ENTRIES SUPPLIED>
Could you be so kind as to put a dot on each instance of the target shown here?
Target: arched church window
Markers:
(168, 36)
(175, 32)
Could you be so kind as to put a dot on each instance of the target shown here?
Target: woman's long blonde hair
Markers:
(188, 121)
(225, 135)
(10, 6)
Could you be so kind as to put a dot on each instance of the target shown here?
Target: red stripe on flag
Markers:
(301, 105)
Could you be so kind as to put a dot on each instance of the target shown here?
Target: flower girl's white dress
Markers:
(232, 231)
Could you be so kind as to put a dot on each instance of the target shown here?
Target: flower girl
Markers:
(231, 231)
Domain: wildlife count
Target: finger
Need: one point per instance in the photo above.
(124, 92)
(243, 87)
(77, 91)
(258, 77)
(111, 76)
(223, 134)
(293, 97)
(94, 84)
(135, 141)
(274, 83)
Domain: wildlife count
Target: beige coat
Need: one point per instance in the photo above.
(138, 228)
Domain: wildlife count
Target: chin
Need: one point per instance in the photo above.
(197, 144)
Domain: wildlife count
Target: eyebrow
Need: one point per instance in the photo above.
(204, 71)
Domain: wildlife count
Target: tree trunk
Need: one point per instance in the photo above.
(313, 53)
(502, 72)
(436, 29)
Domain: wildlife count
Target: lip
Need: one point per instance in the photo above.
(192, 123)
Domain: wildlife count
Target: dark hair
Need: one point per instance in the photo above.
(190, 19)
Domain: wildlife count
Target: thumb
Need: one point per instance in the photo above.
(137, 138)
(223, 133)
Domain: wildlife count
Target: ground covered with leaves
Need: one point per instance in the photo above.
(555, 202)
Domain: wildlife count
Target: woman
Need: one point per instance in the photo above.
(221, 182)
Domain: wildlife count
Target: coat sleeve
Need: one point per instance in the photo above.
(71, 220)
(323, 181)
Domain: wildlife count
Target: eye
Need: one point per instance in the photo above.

REQUIREMENT> Go through the data and gather every line that holds "woman".

ANSWER BOX>
Target: woman's long blonde hair
Target: woman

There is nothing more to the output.